__Problem requirements__: Copy out each line exactly as it appears.

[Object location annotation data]
* * * * * * *
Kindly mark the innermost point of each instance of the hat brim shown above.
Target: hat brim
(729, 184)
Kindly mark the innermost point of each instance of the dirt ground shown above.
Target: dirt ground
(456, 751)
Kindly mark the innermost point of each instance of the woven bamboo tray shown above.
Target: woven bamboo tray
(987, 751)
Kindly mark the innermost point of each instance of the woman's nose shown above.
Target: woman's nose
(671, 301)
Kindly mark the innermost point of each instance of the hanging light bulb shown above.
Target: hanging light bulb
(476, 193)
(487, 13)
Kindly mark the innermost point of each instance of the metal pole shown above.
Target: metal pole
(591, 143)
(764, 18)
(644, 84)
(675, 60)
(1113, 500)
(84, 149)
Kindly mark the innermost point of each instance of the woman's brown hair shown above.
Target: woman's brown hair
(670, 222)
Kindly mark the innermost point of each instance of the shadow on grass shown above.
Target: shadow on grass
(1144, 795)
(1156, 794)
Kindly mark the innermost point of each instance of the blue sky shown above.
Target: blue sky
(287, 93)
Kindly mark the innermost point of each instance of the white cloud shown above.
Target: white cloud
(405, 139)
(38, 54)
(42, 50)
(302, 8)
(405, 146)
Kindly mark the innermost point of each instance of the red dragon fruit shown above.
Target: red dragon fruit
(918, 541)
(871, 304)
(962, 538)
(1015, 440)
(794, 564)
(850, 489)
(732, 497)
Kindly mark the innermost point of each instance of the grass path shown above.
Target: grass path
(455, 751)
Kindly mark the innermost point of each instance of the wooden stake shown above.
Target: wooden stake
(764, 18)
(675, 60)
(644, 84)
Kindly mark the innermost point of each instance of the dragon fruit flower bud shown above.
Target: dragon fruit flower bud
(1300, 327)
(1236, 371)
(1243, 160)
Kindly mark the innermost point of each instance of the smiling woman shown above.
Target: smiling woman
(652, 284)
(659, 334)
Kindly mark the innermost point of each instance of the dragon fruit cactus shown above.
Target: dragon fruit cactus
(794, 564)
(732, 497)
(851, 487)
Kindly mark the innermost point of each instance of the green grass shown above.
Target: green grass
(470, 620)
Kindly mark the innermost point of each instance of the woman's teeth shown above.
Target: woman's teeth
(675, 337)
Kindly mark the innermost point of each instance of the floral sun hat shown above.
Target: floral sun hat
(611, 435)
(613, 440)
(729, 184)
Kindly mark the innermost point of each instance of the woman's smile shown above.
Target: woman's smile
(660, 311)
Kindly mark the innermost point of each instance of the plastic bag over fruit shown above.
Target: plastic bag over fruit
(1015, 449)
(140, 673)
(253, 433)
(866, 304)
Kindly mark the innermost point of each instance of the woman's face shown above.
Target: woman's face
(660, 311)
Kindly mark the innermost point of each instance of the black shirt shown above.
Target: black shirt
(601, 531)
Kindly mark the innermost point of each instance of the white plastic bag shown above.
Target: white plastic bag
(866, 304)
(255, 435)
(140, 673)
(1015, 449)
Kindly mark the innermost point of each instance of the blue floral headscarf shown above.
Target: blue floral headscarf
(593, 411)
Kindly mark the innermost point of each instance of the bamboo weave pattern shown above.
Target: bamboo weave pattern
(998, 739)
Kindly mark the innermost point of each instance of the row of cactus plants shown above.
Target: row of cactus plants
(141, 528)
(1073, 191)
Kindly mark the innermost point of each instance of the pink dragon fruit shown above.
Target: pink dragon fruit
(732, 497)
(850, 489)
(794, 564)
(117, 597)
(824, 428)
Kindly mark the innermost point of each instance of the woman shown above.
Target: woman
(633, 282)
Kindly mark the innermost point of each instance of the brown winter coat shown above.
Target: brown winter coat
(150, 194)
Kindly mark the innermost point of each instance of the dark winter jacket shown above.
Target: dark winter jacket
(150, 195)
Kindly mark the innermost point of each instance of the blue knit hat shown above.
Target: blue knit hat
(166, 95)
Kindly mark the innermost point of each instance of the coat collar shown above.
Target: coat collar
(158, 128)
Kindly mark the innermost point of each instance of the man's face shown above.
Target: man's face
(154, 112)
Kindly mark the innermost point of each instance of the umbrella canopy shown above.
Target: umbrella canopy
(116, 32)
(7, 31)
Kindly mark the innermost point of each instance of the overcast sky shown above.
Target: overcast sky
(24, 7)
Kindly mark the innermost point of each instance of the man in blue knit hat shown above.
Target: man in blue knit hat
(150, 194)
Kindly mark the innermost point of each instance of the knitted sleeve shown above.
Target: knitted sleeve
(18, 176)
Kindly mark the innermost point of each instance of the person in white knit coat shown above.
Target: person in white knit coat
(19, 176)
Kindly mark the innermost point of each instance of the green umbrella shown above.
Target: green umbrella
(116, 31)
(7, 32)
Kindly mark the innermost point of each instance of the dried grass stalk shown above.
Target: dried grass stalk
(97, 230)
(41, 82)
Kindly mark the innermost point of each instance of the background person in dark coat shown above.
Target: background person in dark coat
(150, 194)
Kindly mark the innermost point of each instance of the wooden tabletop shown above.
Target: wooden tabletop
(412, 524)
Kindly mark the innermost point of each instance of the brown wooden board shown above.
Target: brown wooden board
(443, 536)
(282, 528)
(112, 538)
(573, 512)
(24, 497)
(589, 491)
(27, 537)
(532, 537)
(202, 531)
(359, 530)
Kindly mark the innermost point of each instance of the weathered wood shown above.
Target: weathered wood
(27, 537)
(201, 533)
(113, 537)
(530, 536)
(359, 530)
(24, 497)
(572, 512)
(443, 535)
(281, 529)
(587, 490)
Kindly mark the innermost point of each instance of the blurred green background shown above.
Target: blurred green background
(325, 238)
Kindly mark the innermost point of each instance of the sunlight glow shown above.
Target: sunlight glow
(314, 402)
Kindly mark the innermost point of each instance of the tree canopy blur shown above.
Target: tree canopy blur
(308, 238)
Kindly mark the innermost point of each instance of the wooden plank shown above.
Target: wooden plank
* * * * * * *
__Response to this exercise__:
Kindly mark the innermost point of each instance of the hat brim shown above.
Target: hat brim
(729, 184)
Kindly mark the innermost point of each instance of the dirt ground shown above.
Target: dirt ground
(456, 751)
Kindly mark the innermost point of each instance of the woven bamboo tray shown above.
Target: woven bamboo tray
(987, 751)
Kindly mark the innermost point of each instance of the woman's nose shown above.
Target: woman's nose
(671, 301)
Kindly mark the innermost point of each instance of the hanging light bulb shown above.
Target: hanging light bulb
(476, 193)
(487, 13)
Kindly mark the innermost point of each instance of the metal pole shown above.
Target: metal pole
(591, 143)
(764, 18)
(644, 84)
(675, 60)
(1113, 500)
(84, 149)
Kindly mark the innermost point of each instance of the woman's brown hair shown above.
Target: woman's brown hair
(670, 222)
Kindly mark the innermost point of each instance of the shadow on grass shown above.
Target: shadow on grass
(1144, 795)
(1156, 794)
Kindly mark the innermost point of each instance of the blue sky shown above.
Target: blue sky
(287, 93)
Kindly mark the innermost point of each instance of the white cloud shown above.
Target: white cloud
(405, 139)
(38, 54)
(42, 50)
(302, 8)
(405, 146)
Kindly mark the innermost point of each instance of the red dragon fruit shown above.
Target: red dragon fruit
(918, 541)
(871, 304)
(962, 538)
(1015, 440)
(794, 564)
(850, 489)
(732, 497)
Kindly mark the innermost point of each instance of the grass path shown above.
Target: grass path
(455, 751)
Kindly mark the innermost point of each instance of the wooden stake shown above.
Target: wooden stake
(764, 18)
(675, 60)
(644, 84)
Kindly mark the innermost point of each instance of the dragon fruit flower bud shown above.
Target: dragon fruit flower bud
(1300, 327)
(1236, 371)
(1243, 160)
Kindly mark the innermost point of each instance of the smiling woman shown above.
Target: smiling woman
(652, 284)
(659, 334)
Kindly mark the innermost point of each instance of the dragon fruit cactus shown above.
Target: dragon fruit cactus
(794, 564)
(732, 497)
(851, 487)
Kindly mark the innermost point of each instance of the green grass shown above.
Target: green grass
(470, 620)
Kindly mark the innermost point of each instance of the woman's teeth shown above.
Target: woman's teeth
(675, 337)
Kindly mark the innermost point of each instance of the floral sun hat shown above.
Target: floral sun hat
(611, 435)
(613, 440)
(729, 184)
Kindly mark the innermost point of each instance of the woman's smile shown above.
Target: woman's smile
(660, 311)
Kindly mark the innermost point of each instance of the plastic bag over fruit shown above.
Target: plastic bag over fruit
(1015, 449)
(140, 673)
(253, 433)
(866, 304)
Kindly mark the innermost point of each instance of the woman's face shown above.
Target: woman's face
(660, 311)
Kindly mark the innermost point of each instance of the black shirt shown above.
Target: black shirt
(601, 531)
Kindly mark the innermost point of each instance of the white plastic bag shown above.
Target: white plastic bag
(866, 304)
(255, 435)
(140, 673)
(1015, 449)
Kindly mark the innermost point of each instance of the blue floral headscarf shown above.
Target: blue floral headscarf
(593, 411)
Kindly mark the innermost point of each instance of the bamboo weave pattern shown above.
Target: bamboo weave pattern
(998, 739)
Kindly mark the innermost point of each instance of the row of cactus plants shown above.
Target: row of cactus plants
(141, 528)
(1073, 191)
Kindly mark the innermost point of each instance of the pink dragon fruit shown above.
Target: pink dragon fruit
(732, 497)
(850, 489)
(794, 564)
(117, 597)
(824, 428)
Kindly mark the innermost point of each instance of the woman shown above.
Target: woman
(633, 282)
Kindly mark the innermost point of each instance of the brown winter coat shown above.
Target: brown winter coat
(150, 194)
Kindly mark the innermost point of each instance of the dark winter jacket shown above.
Target: dark winter jacket
(150, 195)
Kindly mark the innermost point of each instance of the blue knit hat shown above.
Target: blue knit hat
(166, 95)
Kindly mark the innermost point of each instance of the coat collar shown above.
Target: coat collar
(158, 128)
Kindly mark the innermost point of each instance of the man's face shown above.
Target: man's face
(154, 112)
Kindly mark the innermost point of each instance of the umbrella canopy shown above.
Target: umbrella canopy
(116, 32)
(7, 31)
Kindly mark the innermost point of each instance of the overcast sky shown above.
Target: overcast sky
(24, 7)
Kindly mark the innermost point of each instance of the man in blue knit hat shown above.
Target: man in blue knit hat
(150, 194)
Kindly mark the innermost point of each instance of the knitted sleeve shown above.
Target: knitted sleeve
(18, 176)
Kindly mark the innermost point of each instance of the person in white knit coat shown above.
Target: person in white knit coat
(19, 176)
Kindly mark the innermost point of each instance of the green umbrella shown above.
Target: green umbrella
(116, 31)
(7, 32)
Kindly mark the innermost point of each instance of the dried grass stalk shown above.
Target: dried grass stalk
(97, 230)
(41, 82)
Kindly mark the innermost point of each instance of the background person in dark coat shown above.
Target: background person in dark coat
(150, 194)
Kindly mark the innermost point of each instance of the wooden tabletop shown above.
Target: wooden tabletop
(412, 524)
Kindly mark the innermost point of each instance of the brown wooden board shown above.
Target: brown wooden board
(443, 536)
(282, 528)
(112, 538)
(573, 512)
(24, 497)
(589, 491)
(27, 537)
(532, 537)
(202, 531)
(359, 530)
Kindly mark the innermost point of each instance of the weathered wood shown above.
Target: weathered wood
(27, 537)
(201, 533)
(113, 537)
(530, 536)
(359, 530)
(24, 497)
(572, 512)
(443, 535)
(281, 529)
(587, 490)
Kindly mark the innermost point of each instance of the blurred green background shown above.
Target: blurred green background
(325, 238)
Kindly mark the innermost point of each instance of the sunlight glow shown above.
Target: sunlight glow
(314, 402)
Kindly mark the innermost point of each instance of the tree canopy blur shown above.
Target: tree canopy blur
(308, 238)
Kindly mark the innermost point of each instance of the wooden plank shown above.
Target: wooden plank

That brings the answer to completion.